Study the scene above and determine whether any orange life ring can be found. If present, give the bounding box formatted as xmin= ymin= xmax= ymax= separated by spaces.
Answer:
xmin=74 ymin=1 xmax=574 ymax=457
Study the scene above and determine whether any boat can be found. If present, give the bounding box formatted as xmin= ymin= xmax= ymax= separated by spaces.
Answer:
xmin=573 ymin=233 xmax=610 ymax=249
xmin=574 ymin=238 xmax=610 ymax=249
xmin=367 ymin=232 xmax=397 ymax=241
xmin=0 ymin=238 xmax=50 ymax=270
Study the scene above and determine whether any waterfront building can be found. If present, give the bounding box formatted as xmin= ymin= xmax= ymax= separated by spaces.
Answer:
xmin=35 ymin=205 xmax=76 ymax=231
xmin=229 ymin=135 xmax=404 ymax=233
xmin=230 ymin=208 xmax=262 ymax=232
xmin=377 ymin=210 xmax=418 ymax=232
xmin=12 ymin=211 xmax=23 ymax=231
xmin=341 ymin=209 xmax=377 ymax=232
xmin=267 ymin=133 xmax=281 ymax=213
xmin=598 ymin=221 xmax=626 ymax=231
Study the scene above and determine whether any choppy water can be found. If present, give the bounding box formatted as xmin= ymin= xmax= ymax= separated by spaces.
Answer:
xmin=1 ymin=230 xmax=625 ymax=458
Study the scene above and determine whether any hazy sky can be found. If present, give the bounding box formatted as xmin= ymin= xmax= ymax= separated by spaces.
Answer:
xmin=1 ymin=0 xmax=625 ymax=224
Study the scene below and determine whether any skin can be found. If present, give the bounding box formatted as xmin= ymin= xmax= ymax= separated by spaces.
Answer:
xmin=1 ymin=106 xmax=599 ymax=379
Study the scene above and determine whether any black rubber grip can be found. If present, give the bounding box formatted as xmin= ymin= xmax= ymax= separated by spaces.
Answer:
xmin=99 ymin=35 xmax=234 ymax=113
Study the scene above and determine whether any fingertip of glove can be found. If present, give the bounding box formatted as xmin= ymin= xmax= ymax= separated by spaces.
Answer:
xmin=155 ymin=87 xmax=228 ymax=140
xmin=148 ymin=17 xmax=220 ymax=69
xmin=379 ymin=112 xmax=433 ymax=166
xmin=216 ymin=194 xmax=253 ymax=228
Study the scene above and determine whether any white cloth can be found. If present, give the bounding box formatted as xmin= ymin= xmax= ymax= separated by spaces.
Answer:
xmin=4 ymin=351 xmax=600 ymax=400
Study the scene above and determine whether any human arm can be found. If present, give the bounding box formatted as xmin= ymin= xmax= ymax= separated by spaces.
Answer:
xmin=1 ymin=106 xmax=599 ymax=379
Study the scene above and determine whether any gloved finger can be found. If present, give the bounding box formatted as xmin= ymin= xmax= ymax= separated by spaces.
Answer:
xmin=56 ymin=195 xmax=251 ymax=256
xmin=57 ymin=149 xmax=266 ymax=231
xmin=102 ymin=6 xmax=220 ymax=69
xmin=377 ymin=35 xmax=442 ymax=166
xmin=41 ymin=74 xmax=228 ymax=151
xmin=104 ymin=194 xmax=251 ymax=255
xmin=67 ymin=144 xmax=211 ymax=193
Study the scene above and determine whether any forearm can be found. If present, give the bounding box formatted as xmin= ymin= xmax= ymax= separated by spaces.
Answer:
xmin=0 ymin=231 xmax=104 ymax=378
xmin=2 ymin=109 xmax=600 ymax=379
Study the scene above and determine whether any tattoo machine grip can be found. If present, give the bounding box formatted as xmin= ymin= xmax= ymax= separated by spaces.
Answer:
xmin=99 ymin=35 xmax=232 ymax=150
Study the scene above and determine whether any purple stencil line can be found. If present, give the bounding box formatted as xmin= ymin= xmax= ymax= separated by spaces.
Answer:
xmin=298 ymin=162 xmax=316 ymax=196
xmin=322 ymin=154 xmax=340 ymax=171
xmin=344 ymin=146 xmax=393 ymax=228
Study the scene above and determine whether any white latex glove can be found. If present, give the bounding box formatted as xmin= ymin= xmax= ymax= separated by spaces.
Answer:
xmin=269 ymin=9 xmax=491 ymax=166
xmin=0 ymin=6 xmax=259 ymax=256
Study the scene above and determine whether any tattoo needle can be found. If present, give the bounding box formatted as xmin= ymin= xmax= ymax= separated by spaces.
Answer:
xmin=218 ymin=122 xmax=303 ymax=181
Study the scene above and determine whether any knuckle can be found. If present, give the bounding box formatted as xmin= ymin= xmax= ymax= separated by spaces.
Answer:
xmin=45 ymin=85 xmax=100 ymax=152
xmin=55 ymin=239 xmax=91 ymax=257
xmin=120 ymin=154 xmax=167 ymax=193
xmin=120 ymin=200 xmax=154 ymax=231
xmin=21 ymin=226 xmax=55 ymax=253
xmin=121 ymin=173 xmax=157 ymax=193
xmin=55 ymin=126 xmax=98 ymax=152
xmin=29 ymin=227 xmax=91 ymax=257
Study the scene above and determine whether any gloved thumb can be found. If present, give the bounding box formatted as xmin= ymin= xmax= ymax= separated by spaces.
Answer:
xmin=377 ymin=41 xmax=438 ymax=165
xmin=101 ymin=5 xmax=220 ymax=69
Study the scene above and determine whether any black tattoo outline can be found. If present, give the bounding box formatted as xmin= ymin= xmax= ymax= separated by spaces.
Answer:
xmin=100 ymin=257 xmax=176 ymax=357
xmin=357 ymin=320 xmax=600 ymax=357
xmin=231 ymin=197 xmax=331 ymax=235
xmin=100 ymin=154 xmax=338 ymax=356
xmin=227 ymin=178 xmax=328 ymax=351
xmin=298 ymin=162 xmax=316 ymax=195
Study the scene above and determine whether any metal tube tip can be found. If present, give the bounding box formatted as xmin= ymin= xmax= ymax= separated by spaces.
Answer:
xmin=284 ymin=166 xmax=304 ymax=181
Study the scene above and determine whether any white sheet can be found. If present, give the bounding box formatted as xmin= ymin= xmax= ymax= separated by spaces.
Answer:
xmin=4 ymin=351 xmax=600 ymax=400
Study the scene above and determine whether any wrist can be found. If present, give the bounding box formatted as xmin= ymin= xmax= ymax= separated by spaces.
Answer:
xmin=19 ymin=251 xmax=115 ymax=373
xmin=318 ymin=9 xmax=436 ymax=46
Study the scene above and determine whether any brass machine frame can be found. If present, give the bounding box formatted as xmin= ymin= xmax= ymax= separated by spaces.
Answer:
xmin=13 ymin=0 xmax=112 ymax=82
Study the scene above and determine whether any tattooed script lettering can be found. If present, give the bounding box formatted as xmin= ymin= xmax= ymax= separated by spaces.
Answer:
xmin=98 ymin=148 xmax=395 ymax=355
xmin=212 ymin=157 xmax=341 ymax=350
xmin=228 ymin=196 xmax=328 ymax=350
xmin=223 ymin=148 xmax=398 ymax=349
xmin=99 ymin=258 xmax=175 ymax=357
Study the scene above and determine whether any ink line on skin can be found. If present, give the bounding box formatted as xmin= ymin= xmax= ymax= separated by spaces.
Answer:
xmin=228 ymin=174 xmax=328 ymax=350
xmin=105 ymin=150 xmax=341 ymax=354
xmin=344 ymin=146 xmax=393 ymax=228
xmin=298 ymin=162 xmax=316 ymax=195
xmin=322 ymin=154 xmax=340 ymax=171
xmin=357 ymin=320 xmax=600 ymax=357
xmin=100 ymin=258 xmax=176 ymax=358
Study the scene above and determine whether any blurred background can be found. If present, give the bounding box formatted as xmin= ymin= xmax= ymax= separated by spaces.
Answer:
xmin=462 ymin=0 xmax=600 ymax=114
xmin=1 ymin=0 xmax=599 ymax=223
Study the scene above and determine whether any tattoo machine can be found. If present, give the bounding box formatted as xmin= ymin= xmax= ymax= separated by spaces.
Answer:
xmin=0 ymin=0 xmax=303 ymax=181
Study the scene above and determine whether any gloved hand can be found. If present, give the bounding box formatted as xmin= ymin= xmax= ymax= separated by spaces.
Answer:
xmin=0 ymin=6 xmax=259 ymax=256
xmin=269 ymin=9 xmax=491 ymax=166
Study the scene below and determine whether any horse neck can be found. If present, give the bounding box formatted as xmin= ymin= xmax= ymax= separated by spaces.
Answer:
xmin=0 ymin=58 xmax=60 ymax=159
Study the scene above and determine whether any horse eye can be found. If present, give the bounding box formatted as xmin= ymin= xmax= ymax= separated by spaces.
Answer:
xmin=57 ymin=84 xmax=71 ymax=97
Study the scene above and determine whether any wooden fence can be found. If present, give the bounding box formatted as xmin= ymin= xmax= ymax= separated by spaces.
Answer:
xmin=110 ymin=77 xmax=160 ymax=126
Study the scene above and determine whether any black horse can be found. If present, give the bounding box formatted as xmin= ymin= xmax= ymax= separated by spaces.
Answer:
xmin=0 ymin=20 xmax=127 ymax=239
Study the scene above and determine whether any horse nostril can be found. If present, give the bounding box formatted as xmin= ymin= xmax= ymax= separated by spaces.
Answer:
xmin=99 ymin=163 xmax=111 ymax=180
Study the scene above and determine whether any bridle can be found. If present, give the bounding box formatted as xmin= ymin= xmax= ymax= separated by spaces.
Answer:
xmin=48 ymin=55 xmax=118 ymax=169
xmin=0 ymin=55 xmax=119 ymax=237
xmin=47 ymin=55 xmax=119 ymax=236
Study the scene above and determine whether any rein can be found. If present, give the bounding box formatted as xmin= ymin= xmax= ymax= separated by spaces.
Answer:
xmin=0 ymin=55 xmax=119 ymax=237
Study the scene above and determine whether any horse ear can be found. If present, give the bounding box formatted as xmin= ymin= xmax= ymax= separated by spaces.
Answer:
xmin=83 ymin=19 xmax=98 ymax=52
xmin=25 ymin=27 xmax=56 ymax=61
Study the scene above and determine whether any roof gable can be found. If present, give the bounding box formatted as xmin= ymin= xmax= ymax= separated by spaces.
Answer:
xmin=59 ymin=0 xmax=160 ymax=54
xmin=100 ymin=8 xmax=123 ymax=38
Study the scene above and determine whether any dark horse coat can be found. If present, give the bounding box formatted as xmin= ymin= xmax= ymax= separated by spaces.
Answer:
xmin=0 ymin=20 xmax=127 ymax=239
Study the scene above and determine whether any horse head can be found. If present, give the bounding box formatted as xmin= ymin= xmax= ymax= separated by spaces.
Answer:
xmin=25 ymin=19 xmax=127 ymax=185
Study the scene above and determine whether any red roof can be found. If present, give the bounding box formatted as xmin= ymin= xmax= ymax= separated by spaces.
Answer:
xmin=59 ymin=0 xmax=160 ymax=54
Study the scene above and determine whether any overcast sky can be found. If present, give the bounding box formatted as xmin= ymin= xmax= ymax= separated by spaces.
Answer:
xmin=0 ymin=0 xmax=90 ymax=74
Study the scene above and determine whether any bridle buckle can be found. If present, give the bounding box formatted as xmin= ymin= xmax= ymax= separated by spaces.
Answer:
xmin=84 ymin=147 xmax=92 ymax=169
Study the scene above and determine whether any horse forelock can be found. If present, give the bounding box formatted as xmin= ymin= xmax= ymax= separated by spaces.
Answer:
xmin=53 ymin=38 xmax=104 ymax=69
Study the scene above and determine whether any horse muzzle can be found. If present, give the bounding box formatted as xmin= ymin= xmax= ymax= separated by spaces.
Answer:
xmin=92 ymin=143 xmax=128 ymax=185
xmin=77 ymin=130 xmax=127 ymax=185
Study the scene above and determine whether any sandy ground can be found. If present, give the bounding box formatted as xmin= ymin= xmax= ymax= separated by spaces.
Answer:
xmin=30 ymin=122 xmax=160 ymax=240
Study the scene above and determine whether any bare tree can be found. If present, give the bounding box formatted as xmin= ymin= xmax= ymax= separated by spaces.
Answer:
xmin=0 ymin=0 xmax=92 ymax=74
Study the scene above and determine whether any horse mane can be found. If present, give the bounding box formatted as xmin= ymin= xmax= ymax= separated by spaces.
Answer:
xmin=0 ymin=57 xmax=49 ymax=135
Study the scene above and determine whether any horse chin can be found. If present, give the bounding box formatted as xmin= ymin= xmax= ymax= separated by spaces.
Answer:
------------
→ DESCRIPTION OF THE TASK
Wherever a line of the data above contains "grip", copy that line.

→ TASK SOLUTION
Study the scene above and determine whether any black rubber grip can be found. If present, give the bounding box formatted as xmin= ymin= xmax= ymax= separated by spaces.
Study the scene above and determine whether any tattoo machine grip can be found. If present, give the bounding box formatted as xmin= ymin= xmax= ymax= separated by spaces.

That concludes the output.